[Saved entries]

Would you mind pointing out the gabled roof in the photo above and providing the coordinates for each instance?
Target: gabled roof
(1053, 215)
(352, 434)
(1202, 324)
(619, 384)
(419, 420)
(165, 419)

What you will do
Each entry is to be retyped exactly as it appears.

Expected answer
Would you mind pointing out the gabled roof in the photo above and providing the coordinates for each instance?
Target: gabled roof
(1053, 215)
(352, 434)
(1202, 324)
(619, 384)
(419, 420)
(165, 419)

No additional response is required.